• _EXCERPT_

Notwithstanding its resilience, Malta’s economy has undergone significant shifts and changes over the years. Recently, these have hugely escalated as a result of the swiftly evolving environment generated and shaped by the COVID-19 pandemic and beyond.
Throughout history, the Maltese economy has consistently proven its flexibility, agility and fast-moving advantage on several crucial occasions – a revolutionary metamorphosis that has seen our country transform from a fortress-based economy in colonial times to single-handedly shifting to one based on services.
It is now the most opportune time to set course on the most expedient direction and devise a strategic and collective future for the local economy with the launch of Malta’s Economic Vision 2021 – 2031.
Spearheaded by the Ministry for Economy, MIMCOL is hosting a number of public consultation sessions tackling the question of the trajectory of the country’s economic future, in which a number of pertinent topics and themes are discussed to help devise a synergetic approach and vision for all stakeholders involved.
In order to do so, five key pillars have been established to help elicit a nationwide consultation on the economic agenda. These are the pillars being discussed at Malta’s Economic Vision 2021 – 2031:
Sustainable Economic Growth, High-Quality Infrastructure and Investment, Education and Employment, Environment and High Standards of Accountability, Governance and Rule of Law.
Today, the pillar of Education and Employment was under discussion.
A crucial pillar through which Malta must seek to provide the necessary conditions by which human capital can acquire the necessary knowledge and skills today to build the economy of the future, while creating high-quality and well-paid jobs and simultaneously ensuring that Malta becomes the natural home which attracts and retains a pool of global talent.

• _GIVEN INFORMATION_
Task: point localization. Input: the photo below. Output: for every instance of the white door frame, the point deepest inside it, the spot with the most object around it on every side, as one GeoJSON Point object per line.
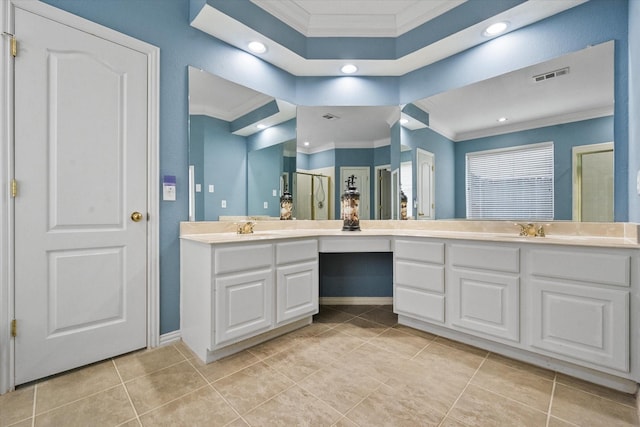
{"type": "Point", "coordinates": [376, 189]}
{"type": "Point", "coordinates": [7, 378]}
{"type": "Point", "coordinates": [576, 151]}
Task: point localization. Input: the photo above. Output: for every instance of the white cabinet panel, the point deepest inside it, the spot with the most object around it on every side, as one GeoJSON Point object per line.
{"type": "Point", "coordinates": [584, 323]}
{"type": "Point", "coordinates": [297, 291]}
{"type": "Point", "coordinates": [485, 302]}
{"type": "Point", "coordinates": [593, 267]}
{"type": "Point", "coordinates": [418, 304]}
{"type": "Point", "coordinates": [420, 276]}
{"type": "Point", "coordinates": [420, 251]}
{"type": "Point", "coordinates": [243, 304]}
{"type": "Point", "coordinates": [486, 257]}
{"type": "Point", "coordinates": [243, 257]}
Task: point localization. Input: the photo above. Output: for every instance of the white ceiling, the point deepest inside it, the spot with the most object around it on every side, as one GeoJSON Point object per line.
{"type": "Point", "coordinates": [351, 18]}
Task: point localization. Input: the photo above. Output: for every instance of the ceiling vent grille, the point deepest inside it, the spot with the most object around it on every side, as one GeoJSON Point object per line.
{"type": "Point", "coordinates": [330, 116]}
{"type": "Point", "coordinates": [551, 74]}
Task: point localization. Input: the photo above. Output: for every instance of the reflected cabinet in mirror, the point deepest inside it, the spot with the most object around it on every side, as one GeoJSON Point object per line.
{"type": "Point", "coordinates": [533, 144]}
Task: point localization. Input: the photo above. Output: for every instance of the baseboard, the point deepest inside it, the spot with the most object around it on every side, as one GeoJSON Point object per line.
{"type": "Point", "coordinates": [356, 300]}
{"type": "Point", "coordinates": [170, 338]}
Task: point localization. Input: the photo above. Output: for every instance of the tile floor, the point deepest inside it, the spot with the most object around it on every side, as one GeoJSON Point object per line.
{"type": "Point", "coordinates": [354, 366]}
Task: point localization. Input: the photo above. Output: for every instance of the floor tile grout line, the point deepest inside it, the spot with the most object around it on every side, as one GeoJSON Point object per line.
{"type": "Point", "coordinates": [126, 391]}
{"type": "Point", "coordinates": [33, 410]}
{"type": "Point", "coordinates": [464, 389]}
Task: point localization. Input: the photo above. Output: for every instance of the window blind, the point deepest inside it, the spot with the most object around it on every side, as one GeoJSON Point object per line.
{"type": "Point", "coordinates": [511, 183]}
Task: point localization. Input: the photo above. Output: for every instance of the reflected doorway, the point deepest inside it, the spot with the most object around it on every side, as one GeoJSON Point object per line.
{"type": "Point", "coordinates": [593, 182]}
{"type": "Point", "coordinates": [383, 192]}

• _WHAT TO DO_
**A)** In the text on Malta's Economic Vision 2021 – 2031, which pillar was under discussion today?
**B)** Rewrite the passage of the Malta economic vision text from "A crucial pillar" up to and including "of global talent.", substituting "international talent" for "global talent".
**C)** Carry the text on Malta's Economic Vision 2021 – 2031 forward from its last sentence.

• _YOUR RESPONSES_
**A)** The pillar of Education and Employment.

**B)**
A crucial pillar through which Malta must seek to provide the necessary conditions by which human capital can acquire the necessary knowledge and skills today to build the economy of the future, while creating high-quality and well-paid jobs and simultaneously ensuring that Malta becomes the natural home which attracts and retains a pool of international talent.

**C)**
Indeed, not an easy task.
However, in order to do so, Malta must frame the future skills’ landscape and prioritise closing skill gaps while aligning education curricula with skills required for tomorrow’s economy. The island must also reskill and upskill the workforce with the necessary skills for the well-being of the economy of the future, attract and retain diverse talent, whilst curbing a brain drain of the best talents and supporting the internationalisation of Maltese research and innovation talent to increase accesses to knowhow, networks and resources.
Accordingly, MIMCOL solely dedicated today’s edition of its conference to Malta’s Economic Vision 2021 – 2031’s third pillar – Education and Employment.
All this and much more was discussed at today’s event, where attendees got a better understanding of the need to frame tomorrow’s skills and workforce, while simultaneously getting to grips with the opportunities offered for the future of our economy.